_REQUIREMENTS:_ Everything from the line that contains "Shelf-audit tagging: put a marker on the thumb, one" through the final line of the records should be written out exactly, and nothing outside that span.

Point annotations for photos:
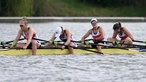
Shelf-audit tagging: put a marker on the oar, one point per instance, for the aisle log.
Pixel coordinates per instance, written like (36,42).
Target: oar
(3,42)
(139,41)
(44,40)
(70,46)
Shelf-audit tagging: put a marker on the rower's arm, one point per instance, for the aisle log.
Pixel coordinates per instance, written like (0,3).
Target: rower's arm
(18,36)
(29,37)
(68,37)
(102,34)
(114,35)
(128,33)
(53,37)
(86,35)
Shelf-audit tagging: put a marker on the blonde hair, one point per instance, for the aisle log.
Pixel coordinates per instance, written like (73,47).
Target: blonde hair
(24,19)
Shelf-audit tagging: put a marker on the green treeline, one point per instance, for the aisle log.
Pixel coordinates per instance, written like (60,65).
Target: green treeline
(115,3)
(72,7)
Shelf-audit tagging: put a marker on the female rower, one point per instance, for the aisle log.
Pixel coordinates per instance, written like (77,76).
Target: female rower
(66,36)
(28,33)
(124,34)
(97,33)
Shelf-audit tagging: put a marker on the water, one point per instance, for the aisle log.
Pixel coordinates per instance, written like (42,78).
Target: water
(72,68)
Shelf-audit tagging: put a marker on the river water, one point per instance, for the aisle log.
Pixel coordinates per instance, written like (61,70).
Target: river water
(72,68)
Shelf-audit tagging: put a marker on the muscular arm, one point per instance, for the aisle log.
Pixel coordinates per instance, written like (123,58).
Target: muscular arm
(18,36)
(31,32)
(68,37)
(128,33)
(114,35)
(53,37)
(102,34)
(86,35)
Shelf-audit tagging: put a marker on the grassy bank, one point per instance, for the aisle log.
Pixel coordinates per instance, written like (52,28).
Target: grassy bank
(68,8)
(74,8)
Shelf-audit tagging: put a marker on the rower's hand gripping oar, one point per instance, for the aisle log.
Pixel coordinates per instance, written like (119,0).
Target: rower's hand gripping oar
(139,41)
(56,43)
(3,42)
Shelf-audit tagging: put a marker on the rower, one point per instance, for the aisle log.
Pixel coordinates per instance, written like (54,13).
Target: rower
(97,33)
(123,33)
(28,33)
(66,36)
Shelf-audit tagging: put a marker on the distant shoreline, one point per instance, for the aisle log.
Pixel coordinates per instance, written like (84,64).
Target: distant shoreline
(72,19)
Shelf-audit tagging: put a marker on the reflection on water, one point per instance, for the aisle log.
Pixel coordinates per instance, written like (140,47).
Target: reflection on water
(72,68)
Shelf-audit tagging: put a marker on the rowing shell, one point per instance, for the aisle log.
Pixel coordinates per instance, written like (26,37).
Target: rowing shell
(19,52)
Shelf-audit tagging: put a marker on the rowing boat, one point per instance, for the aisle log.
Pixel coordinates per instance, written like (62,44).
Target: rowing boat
(19,52)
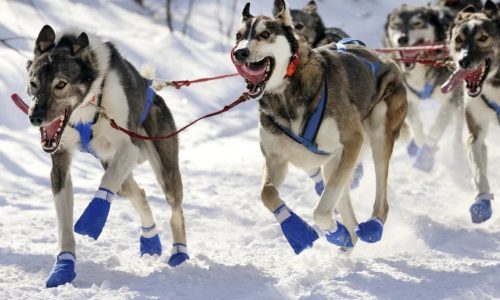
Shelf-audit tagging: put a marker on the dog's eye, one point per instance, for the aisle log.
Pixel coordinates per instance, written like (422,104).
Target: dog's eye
(266,34)
(483,38)
(417,24)
(396,25)
(60,85)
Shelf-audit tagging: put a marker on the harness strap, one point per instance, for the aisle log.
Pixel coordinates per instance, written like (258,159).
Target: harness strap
(308,138)
(341,47)
(492,105)
(150,95)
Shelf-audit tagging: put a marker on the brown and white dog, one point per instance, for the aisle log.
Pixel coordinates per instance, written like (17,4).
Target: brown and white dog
(358,96)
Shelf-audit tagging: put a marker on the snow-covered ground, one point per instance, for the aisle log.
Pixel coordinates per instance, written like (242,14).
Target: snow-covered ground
(430,248)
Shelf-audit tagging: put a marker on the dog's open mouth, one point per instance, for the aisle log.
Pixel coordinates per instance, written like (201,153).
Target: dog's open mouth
(256,75)
(51,133)
(473,77)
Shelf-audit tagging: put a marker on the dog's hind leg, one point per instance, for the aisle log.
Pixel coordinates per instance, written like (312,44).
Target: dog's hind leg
(425,157)
(93,219)
(62,189)
(416,127)
(150,240)
(344,205)
(478,159)
(383,126)
(297,232)
(164,159)
(338,178)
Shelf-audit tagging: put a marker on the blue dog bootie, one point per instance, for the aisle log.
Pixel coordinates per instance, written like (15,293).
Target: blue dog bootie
(425,158)
(371,230)
(179,255)
(150,241)
(319,186)
(93,219)
(412,148)
(357,175)
(481,210)
(63,270)
(297,232)
(340,236)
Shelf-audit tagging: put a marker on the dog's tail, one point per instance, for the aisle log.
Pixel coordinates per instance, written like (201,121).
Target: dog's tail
(148,71)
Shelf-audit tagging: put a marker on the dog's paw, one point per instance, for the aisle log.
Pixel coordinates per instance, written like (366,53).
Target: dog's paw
(340,237)
(319,187)
(481,210)
(93,219)
(356,176)
(370,231)
(425,158)
(63,271)
(179,255)
(297,232)
(150,246)
(412,148)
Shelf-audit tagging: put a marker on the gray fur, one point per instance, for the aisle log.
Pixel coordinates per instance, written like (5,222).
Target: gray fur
(79,61)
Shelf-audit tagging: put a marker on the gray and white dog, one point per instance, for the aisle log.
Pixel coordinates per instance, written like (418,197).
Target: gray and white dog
(475,49)
(425,25)
(72,79)
(317,108)
(309,26)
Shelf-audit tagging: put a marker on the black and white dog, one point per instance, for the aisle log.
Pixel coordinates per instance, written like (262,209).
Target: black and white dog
(425,25)
(72,78)
(475,49)
(310,27)
(313,114)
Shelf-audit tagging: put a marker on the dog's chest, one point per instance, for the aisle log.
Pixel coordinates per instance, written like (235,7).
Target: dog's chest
(289,150)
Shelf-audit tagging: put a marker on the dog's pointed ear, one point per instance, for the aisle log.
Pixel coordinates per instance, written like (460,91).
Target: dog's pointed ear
(45,40)
(470,9)
(80,43)
(283,14)
(246,12)
(311,7)
(491,9)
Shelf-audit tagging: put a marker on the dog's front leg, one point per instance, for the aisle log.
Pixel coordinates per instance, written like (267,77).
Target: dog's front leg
(477,151)
(95,215)
(297,232)
(62,189)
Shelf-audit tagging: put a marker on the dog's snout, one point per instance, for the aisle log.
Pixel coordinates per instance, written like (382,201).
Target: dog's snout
(37,115)
(403,40)
(242,54)
(464,63)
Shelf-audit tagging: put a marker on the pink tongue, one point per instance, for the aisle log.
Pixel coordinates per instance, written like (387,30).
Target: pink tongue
(253,76)
(51,128)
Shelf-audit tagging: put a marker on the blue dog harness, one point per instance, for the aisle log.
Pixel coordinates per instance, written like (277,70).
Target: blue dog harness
(85,130)
(492,105)
(310,132)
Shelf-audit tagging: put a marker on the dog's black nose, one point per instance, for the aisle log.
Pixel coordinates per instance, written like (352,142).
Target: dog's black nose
(242,54)
(37,115)
(403,40)
(464,63)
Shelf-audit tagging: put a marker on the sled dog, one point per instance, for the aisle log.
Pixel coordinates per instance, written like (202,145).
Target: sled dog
(72,78)
(317,108)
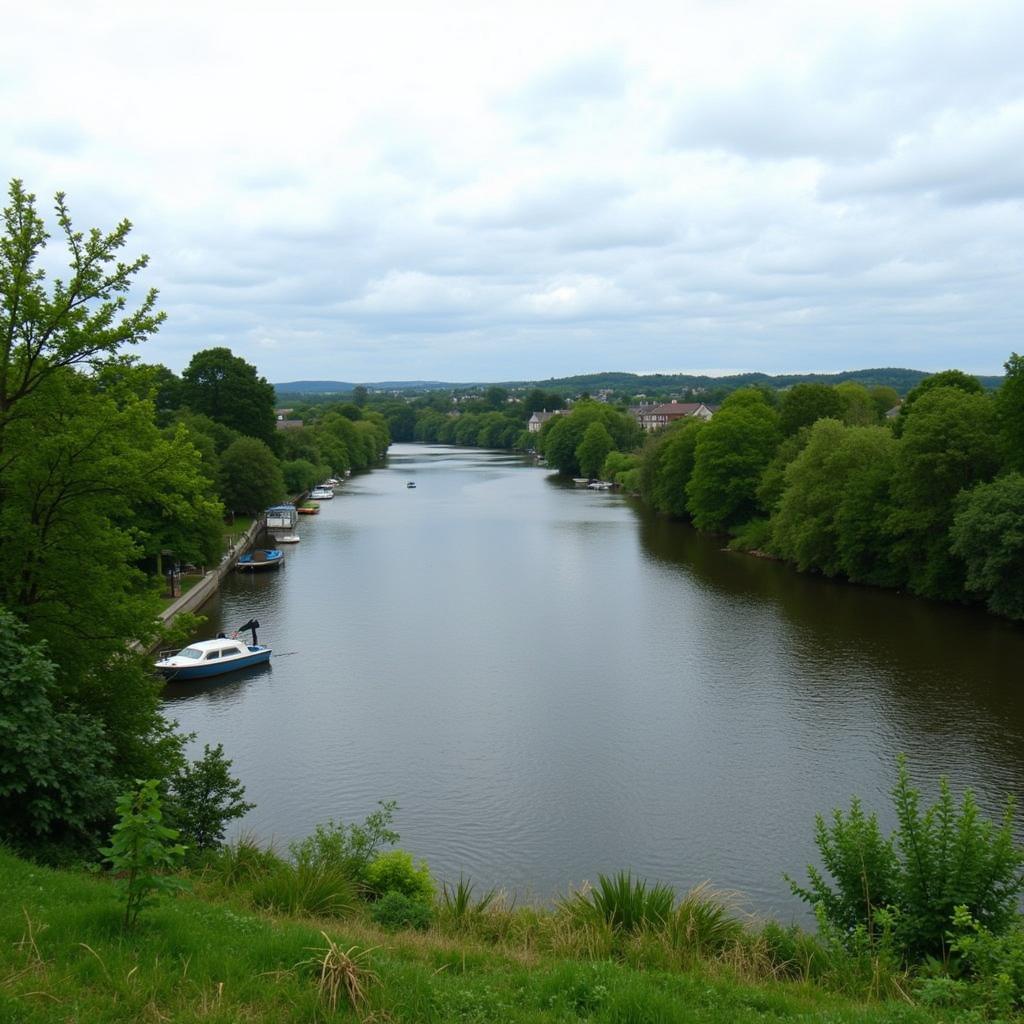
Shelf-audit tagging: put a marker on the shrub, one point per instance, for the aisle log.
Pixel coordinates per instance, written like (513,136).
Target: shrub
(350,847)
(395,910)
(394,871)
(622,903)
(912,882)
(141,848)
(204,798)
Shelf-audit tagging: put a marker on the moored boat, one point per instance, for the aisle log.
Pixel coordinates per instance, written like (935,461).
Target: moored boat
(261,559)
(214,657)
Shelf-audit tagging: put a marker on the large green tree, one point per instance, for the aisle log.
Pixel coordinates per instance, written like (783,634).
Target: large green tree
(731,453)
(988,535)
(948,444)
(229,390)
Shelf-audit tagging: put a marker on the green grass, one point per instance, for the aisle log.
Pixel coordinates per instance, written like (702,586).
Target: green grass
(212,956)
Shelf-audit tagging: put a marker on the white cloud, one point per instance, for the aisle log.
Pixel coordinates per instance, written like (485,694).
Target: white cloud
(472,190)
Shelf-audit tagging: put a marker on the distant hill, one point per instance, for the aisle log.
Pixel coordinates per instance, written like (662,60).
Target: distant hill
(900,379)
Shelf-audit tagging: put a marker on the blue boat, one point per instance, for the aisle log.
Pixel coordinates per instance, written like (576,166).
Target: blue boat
(260,559)
(211,657)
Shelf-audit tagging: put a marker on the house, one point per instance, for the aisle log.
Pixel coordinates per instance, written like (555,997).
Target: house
(538,420)
(655,417)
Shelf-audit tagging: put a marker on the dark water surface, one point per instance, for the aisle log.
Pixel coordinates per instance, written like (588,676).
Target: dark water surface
(553,683)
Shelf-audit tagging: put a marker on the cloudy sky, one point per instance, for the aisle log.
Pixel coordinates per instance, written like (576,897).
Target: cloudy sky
(483,190)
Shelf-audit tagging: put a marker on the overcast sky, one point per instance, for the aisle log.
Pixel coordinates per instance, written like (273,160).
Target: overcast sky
(488,190)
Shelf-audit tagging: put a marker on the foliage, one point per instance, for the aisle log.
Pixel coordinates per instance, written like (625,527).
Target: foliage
(54,764)
(349,846)
(395,909)
(394,870)
(82,320)
(250,476)
(911,882)
(988,535)
(730,455)
(946,445)
(458,903)
(594,449)
(227,389)
(806,403)
(316,890)
(204,798)
(622,903)
(142,849)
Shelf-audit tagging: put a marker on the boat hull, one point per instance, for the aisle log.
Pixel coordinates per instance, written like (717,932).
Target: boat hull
(220,668)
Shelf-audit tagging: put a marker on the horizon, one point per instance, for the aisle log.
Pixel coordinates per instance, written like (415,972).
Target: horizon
(439,193)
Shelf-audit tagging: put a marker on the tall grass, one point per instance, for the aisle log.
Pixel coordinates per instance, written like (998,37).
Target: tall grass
(622,903)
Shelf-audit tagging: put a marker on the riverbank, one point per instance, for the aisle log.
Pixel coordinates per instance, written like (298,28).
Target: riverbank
(208,956)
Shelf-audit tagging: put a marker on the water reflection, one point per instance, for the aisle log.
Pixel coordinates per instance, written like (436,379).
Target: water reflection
(554,683)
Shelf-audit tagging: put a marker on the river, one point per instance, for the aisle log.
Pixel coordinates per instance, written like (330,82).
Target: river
(552,683)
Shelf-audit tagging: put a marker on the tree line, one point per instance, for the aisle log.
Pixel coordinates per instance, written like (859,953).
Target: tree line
(105,464)
(929,500)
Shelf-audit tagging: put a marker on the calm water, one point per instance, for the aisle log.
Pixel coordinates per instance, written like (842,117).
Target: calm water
(553,683)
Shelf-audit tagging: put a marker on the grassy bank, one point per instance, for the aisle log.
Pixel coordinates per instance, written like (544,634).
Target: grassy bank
(212,955)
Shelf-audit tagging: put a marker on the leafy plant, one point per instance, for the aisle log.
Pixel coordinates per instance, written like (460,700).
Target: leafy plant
(458,903)
(395,910)
(142,848)
(622,903)
(205,797)
(394,871)
(701,923)
(937,859)
(315,890)
(349,846)
(343,974)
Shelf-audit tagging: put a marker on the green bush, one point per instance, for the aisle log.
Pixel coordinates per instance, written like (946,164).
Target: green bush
(395,910)
(394,871)
(350,847)
(912,882)
(622,903)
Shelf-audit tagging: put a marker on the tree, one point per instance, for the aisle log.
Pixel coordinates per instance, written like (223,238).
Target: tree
(805,403)
(988,535)
(947,378)
(250,476)
(594,449)
(947,445)
(204,798)
(731,453)
(55,765)
(1010,410)
(83,320)
(227,389)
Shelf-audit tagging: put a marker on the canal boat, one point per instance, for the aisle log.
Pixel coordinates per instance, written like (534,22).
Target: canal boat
(259,559)
(281,517)
(211,657)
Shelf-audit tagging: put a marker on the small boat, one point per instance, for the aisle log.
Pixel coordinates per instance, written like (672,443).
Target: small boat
(260,559)
(213,657)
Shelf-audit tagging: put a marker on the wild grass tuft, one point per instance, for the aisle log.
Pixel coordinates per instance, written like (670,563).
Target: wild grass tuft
(343,976)
(622,903)
(702,924)
(300,889)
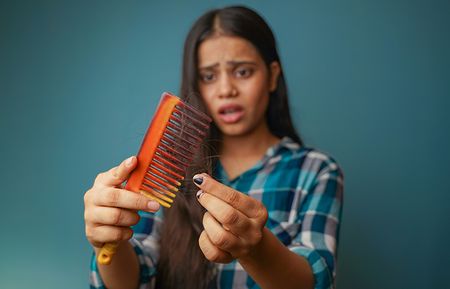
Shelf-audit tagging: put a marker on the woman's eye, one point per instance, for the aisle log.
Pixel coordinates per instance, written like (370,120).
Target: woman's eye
(244,72)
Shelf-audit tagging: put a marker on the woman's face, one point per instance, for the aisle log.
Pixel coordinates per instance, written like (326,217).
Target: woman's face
(235,83)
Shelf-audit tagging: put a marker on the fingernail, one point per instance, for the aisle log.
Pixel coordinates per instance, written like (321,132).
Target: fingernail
(128,161)
(153,206)
(198,179)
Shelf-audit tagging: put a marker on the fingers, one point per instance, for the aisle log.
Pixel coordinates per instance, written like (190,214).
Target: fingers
(98,235)
(220,237)
(111,216)
(211,252)
(245,204)
(228,216)
(121,198)
(117,175)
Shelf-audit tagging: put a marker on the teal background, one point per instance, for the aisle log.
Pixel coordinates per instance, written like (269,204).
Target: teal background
(369,83)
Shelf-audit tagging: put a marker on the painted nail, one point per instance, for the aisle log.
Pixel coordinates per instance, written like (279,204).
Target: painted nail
(198,180)
(129,161)
(153,206)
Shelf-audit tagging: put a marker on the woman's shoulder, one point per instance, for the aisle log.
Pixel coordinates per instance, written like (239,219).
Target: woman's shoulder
(309,158)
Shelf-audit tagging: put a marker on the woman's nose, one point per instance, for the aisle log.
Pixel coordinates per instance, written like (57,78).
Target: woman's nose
(226,87)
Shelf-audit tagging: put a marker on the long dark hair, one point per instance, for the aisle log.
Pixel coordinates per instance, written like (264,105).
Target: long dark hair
(181,262)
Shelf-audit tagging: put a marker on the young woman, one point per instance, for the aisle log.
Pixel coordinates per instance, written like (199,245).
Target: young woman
(261,211)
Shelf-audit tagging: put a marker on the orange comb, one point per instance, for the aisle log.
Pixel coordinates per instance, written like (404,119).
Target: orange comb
(174,134)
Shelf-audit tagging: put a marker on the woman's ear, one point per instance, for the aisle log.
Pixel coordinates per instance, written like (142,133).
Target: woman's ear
(274,74)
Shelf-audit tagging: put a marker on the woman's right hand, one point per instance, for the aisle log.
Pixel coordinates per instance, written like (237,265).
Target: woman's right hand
(109,210)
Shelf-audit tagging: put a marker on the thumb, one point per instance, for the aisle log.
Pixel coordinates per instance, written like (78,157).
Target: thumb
(117,175)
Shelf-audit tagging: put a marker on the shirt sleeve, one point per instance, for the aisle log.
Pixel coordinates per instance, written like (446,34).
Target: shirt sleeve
(319,215)
(145,243)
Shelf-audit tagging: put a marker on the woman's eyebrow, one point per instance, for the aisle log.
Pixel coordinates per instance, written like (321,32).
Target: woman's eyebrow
(237,63)
(232,63)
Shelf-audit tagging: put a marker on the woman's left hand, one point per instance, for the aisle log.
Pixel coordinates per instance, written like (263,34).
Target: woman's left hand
(233,224)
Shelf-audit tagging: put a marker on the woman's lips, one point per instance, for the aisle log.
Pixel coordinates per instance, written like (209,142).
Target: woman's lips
(231,113)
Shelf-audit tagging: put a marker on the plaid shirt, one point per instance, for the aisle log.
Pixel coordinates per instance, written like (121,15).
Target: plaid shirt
(302,190)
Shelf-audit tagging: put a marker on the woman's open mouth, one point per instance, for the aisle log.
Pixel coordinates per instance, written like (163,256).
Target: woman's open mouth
(231,113)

_EXERCISE ANSWER:_
Shelf-audit tagging: put a marker on the thumb, one point per instance, for the aisle log.
Pixel coordinates per instance, written like (78,157).
Target: thumb
(117,175)
Shelf-audit tagging: put a marker on the shirt sleeve, one point per instance, for the aisle log.
Pixel coordinates per instance, written like (446,34).
Target: shirt sleeve
(319,215)
(145,243)
Shelf-audit tagging: put a marker on the woman's eyebrow, one point per instance, for the aisle log.
Pixel coordinates per instance, written like (321,32).
Target: woman's eyebrow
(237,63)
(232,63)
Shelf-audit tagging: put a marker on the woman's left hand, one point per instance, for the aisle log.
Pixel coordinates per instance, written like (263,34).
Target: woman's left hand
(233,224)
Shelf-audit tagging: put a marker on the woman's lips, one point per instance, for the aisle log.
Pixel coordinates per instance, written like (209,142).
Target: woman's lips
(231,113)
Shelf-audit tagging: put a marker on the plaid shirt, one point per instance, for the aisle log.
Pixel coordinates per instance, written like (121,15).
Target: plaid shirt
(302,190)
Shelf-audit tagging: put a marker on the woman's open mouth, one point per instance, for the aisle log.
Pixel coordinates per instance, written like (163,256).
Target: woman's open mouth
(231,113)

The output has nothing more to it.